Health & Medicine

Sixth Sense Cannot Be Escaped; Study Shows

Alex Davis
First Posted: Sep 25, 2016 05:30 AM EDT

One cannot run away from their sixth sense. Not like the movie that a person can see a ghost, experts determines another sense, aside from hearing, tasting, seeing, smelling and touching. The newly discovered sense is within our genes the whole time. Experts now explore of what humans can benefit from this extra sense.

The study was implemented from the influence of the two young patients which suffers from a rare neurological disorder which causes them to have a difficulty in walking, deformities of fingers and hips as well as scoliosis thus, researcher's calls it "gene mutation." The team from National Institute of Health conducted an experiment to help them understand the gene and how it affects the human.

A pediatric neurologist from NIH, which specialize genetic illness for young people, Carsten Bönnemann led the study. In a series of experiment, it shows that both patients lack coordination and could not feel objects physically touching their skin walk.

The patients were blindfolded then were asked to walk. The result shows that they stumble and fell. But when the blindfold was removed the patients walk normally. The researchers also tried to move the arms of the patients while being blindfolded and ask where the direction is. The patients were not able to determine where their hands are going but when the blindfold was remove they were able to correctly determine, according to Live Science.

Goal of the exercise:
Extend the news article about the sixth sense study, picking up after its final paragraph.

(Dataset entries)
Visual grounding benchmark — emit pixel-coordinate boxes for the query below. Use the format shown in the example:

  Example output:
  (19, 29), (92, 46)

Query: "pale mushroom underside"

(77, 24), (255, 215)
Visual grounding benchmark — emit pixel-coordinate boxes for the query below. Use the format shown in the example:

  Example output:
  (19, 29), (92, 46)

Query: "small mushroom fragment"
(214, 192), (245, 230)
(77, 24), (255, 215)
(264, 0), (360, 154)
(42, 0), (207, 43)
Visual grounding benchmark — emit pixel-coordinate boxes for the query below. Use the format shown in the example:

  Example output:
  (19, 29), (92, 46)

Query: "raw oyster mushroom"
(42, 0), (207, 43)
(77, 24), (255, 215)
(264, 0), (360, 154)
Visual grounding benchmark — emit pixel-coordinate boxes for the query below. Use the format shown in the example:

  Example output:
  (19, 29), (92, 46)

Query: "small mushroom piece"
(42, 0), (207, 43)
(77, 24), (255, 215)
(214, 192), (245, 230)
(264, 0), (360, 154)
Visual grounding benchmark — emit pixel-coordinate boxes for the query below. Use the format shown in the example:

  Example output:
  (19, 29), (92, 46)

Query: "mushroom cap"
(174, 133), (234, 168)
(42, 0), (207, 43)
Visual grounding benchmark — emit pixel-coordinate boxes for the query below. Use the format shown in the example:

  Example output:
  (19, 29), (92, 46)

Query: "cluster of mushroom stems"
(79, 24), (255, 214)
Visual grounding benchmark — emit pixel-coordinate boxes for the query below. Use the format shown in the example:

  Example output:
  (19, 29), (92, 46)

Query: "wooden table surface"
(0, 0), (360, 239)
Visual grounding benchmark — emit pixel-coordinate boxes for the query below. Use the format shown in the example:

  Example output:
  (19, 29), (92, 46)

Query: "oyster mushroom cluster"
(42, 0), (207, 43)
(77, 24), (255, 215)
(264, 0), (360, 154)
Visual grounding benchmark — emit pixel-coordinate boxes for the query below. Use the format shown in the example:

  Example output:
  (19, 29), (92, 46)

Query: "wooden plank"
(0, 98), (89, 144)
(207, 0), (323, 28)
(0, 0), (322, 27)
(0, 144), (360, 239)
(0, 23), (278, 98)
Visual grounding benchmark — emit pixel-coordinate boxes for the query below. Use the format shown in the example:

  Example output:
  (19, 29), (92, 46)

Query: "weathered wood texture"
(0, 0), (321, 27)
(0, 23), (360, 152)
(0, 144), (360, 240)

Answer box:
As a result, the experts concluded that the patients lack proprioception. Bönnemann shared that "Healthy individuals rely on the sense to perform a variety of tasks like playing the piano, shifting gears in a car, or typing on a keyboard. Doing these things requires awareness of one's limbs in space. The patients lacked this instinctual awareness but were able to largely compensate for it by watching their limbs," as reported by Science Magazine.

Proprioception, the so-called sixth sense enables the brain to understand where your body is in space. It cannot be understood in terms of normal perception. The sense is unlikely, for it is not a feeling but more of a gene driven process.

However, the study is very small Bönnemann says that the new discovery can give awareness of the genes role in the general population. He added that both physical and genetic signature has been identified. Further research can help them locate more people with this disorder. The study was published in the New England Journal of Medicine, according to International Business Times.